Start of TEXT SHOWN
Archive for May, 2012
The Culture of Greed: Puff Daddy’s Son Accepts Scholarship Despite Father’s Half a Billion Wealth
Posted by popreflection in Everything on May 31, 2012
That this is a world of the rich, by the rich and for the rich becomes evident to me everyday. The latest example to the point: Puff Daddy’s son who received a $ 54,000 scholarship to attend UCLA despite his father’s whopping half a billion dollar wealth.
Puff Daddy is considered the riches man in hip-hop and his wealth was estimated at nearly $550 million by Forbes magazine last year.
The rap mogul’s oldest boy will attend top athletic powerhouse UCLA on a full Division 1 scholarship to play football. The scholarship is only available to the most elite high school athletes, aged 19 and under.
At the same time, UCLA is a school where tuition and fees have tripled in the past ten years, rendering the once affordable UC an expensive school resulting in open protests and general dissatisfaction on the side of students who find it increasingly more un-affordable to attend UCLA.
End of TEXT SHOWN
- **EXERCISE INSTRUCTIONS**:
**a.** Decide whether each statement agrees with the blog post on the UCLA scholarship, answering yes or no and quoting the words of the post that decide it. (i) Forbes put Puff Daddy's wealth at nearly $550 million last year. (ii) The scholarship is open to athletes aged 21 and under. (iii) Tuition and fees at UCLA have doubled over the past ten years.
**b.** Continue the blog post on the UCLA scholarship after its final sentence.
Start of SUPPLIED INFORMATION
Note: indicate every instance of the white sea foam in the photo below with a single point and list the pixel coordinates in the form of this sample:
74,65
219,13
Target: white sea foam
End of SUPPLIED INFORMATION
- **TASK-BY-TASK RESULTS**:
**a.**
(i) Yes: "his wealth was estimated at nearly $550 million by Forbes magazine last year."
(ii) No: "aged 19 and under."
(iii) No: "tuition and fees have tripled in the past ten years"

**b.**
Naturally, some have questioned the rationale of the school to give this much money to the son of a multimillionaire, especially in light of the astronomic budget crisis in California in general and the UC system in particular.
“UCLA’s athletic department needs to consider the fact that perhaps there is another athlete on the football team, who could perhaps really use this scholarship,” UCLA student Neshemah Keetin told CBS Los Angeles.
In its response to criticism over the award, UCLA stressed its “robust financial aid program,” 30 percent of which it said is funded by tuition and fee revenue:
“Unlike need-based scholarships, athletic scholarships are awarded to students strictly on the basis of their athletic and academic ability — not their financial need. Athletic scholarships, such as those awarded to football or basketball players, do not rely on state funds. Instead, these scholarships are entirely funded through UCLA Athletics ticket sales, corporate partnerships, media contracts and private donations from supporters,” the statement said.
Others have argued similarly, namely that his son earned the scholarship and has every right to it, regardless of his father’s wealth.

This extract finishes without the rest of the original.